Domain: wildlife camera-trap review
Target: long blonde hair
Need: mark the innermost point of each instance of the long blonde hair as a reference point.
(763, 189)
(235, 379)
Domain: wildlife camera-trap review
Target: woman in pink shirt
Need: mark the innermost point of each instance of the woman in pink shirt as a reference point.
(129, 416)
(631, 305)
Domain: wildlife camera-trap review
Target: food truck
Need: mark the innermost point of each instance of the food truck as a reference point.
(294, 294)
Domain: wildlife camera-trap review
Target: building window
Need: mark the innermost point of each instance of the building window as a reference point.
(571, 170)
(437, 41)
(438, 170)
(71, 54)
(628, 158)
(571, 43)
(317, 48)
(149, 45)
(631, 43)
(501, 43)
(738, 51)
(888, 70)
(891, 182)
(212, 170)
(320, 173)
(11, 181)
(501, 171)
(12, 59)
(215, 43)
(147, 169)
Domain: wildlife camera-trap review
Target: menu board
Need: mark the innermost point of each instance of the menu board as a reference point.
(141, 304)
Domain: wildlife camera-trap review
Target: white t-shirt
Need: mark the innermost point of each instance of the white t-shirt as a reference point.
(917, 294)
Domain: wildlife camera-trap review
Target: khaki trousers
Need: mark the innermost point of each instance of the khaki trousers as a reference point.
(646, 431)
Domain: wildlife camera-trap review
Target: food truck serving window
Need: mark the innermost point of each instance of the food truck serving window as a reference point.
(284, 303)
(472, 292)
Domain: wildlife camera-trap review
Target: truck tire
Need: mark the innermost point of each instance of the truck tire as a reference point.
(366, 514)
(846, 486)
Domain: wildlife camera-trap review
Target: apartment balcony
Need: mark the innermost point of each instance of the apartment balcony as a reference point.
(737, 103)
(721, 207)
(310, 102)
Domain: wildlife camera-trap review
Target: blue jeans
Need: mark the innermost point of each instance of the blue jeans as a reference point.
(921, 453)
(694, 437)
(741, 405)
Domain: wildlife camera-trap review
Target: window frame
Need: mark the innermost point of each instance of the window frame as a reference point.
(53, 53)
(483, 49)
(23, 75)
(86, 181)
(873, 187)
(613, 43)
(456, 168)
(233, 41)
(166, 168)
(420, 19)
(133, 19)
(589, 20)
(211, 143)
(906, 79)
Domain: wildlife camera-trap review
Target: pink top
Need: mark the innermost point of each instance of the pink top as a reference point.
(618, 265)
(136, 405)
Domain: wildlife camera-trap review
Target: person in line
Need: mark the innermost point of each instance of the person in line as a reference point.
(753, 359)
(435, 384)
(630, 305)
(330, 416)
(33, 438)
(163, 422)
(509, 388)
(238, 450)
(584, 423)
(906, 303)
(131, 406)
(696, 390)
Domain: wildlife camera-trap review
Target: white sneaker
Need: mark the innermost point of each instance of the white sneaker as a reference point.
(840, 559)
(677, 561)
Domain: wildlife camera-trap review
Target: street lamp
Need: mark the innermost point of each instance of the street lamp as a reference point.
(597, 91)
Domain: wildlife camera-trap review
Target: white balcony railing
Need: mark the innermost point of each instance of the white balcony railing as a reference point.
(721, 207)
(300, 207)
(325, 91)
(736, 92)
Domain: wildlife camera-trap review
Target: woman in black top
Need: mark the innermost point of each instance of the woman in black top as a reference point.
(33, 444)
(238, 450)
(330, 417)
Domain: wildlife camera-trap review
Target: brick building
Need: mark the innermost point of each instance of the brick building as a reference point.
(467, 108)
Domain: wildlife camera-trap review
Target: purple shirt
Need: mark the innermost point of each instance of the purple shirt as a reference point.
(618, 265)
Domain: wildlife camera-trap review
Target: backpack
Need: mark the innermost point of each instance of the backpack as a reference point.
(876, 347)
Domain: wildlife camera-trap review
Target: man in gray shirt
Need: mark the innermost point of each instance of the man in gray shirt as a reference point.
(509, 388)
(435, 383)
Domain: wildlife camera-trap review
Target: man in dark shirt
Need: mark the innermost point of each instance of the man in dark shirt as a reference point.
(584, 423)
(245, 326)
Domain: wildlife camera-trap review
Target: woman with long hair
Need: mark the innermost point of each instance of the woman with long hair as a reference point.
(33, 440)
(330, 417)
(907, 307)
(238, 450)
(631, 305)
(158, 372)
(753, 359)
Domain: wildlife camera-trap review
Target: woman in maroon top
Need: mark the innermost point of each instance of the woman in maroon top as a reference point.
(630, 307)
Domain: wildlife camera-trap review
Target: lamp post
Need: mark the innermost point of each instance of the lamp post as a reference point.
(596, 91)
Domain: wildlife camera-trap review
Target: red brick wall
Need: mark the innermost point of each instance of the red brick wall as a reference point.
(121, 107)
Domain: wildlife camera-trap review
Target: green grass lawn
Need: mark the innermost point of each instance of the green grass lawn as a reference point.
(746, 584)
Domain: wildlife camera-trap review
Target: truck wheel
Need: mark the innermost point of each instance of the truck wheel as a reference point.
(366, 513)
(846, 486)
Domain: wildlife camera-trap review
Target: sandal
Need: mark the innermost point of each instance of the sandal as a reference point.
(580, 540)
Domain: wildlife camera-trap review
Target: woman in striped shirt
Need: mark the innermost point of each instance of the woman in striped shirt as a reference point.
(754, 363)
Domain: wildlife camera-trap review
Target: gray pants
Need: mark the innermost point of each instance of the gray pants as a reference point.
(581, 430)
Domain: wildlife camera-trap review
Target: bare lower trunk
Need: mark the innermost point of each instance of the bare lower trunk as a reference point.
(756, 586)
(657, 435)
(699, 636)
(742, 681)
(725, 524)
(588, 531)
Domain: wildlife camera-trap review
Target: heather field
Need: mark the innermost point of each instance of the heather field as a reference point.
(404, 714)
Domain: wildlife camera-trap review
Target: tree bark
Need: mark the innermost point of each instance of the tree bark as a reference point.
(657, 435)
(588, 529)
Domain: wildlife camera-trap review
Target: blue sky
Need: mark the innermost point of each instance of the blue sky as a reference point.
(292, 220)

* * * * * * *

● **What to work on**
Count the lines of the data above that contain the string "bare", with case significant. Reply with the number alone.

● **Answer**
2